## DESCRIPTION OF THE TASK
Copy out the rows below exactly, everything from the line containing "of the wooden" down to the line containing "M 194 55 L 208", with both of those lines included.

## INFORMATION SUPPLIED
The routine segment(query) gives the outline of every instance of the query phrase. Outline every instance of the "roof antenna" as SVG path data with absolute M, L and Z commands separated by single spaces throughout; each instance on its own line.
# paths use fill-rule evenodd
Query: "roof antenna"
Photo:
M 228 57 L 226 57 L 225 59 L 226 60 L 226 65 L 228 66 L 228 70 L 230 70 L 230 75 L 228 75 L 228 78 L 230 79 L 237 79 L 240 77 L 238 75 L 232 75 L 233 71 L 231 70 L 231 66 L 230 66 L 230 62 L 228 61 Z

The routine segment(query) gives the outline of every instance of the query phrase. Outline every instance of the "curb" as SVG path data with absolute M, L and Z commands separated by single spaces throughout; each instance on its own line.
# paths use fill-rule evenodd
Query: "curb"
...
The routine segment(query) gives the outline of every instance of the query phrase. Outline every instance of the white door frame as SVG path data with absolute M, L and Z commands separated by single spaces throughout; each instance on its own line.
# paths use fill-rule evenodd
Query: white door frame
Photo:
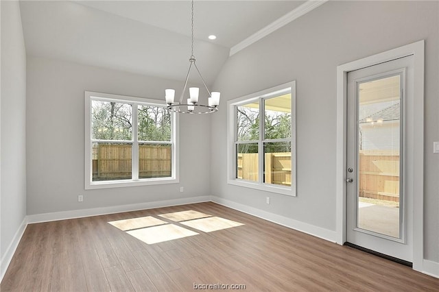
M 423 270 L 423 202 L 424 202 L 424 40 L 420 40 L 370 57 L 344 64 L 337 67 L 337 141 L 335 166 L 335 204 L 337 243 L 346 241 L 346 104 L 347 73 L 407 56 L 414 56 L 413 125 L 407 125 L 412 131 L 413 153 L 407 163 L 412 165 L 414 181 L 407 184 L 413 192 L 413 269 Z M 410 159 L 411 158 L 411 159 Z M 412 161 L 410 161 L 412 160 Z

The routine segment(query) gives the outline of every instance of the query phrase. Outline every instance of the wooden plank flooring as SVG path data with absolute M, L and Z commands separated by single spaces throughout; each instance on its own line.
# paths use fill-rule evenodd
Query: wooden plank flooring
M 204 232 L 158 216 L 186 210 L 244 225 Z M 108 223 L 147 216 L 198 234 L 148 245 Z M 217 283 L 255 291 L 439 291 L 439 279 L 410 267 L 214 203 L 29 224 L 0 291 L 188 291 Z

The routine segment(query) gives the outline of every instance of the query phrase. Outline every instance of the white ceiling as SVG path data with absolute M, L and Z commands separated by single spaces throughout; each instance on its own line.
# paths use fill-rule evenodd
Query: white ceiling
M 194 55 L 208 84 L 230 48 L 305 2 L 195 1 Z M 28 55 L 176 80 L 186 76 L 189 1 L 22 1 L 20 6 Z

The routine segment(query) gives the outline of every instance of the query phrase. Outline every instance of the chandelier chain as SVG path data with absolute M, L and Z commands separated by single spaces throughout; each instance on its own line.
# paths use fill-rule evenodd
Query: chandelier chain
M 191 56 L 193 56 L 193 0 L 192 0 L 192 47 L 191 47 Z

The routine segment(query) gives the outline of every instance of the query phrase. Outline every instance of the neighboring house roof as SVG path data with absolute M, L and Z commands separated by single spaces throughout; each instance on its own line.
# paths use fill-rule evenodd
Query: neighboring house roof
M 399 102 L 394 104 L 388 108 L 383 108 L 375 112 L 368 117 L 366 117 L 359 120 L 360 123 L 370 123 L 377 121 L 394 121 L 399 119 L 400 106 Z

## WRITTEN REPLY
The routine segment(query) gives the outline of every instance of the query phrase. Outline every instance of the wooden plank flooring as SVG path data with absolute M, L and Z commands separated by single spaces throughout; each instance on its own line.
# paths use fill-rule evenodd
Query: wooden plank flooring
M 204 232 L 158 216 L 186 210 L 244 225 Z M 108 223 L 147 216 L 198 234 L 148 245 Z M 217 283 L 255 291 L 439 291 L 439 279 L 410 267 L 214 203 L 29 224 L 0 291 L 188 291 Z

The routine segment(query) gives the outline of every instance of the query phrase. Outline every instance of the white ceiling as SVG path data with absolute M, L and Z commands separated by single spaces throughout; each instance on its own line.
# paths use fill-rule evenodd
Query: white ceiling
M 194 55 L 208 84 L 230 48 L 305 2 L 195 1 Z M 28 55 L 176 80 L 186 76 L 189 1 L 22 1 L 20 6 Z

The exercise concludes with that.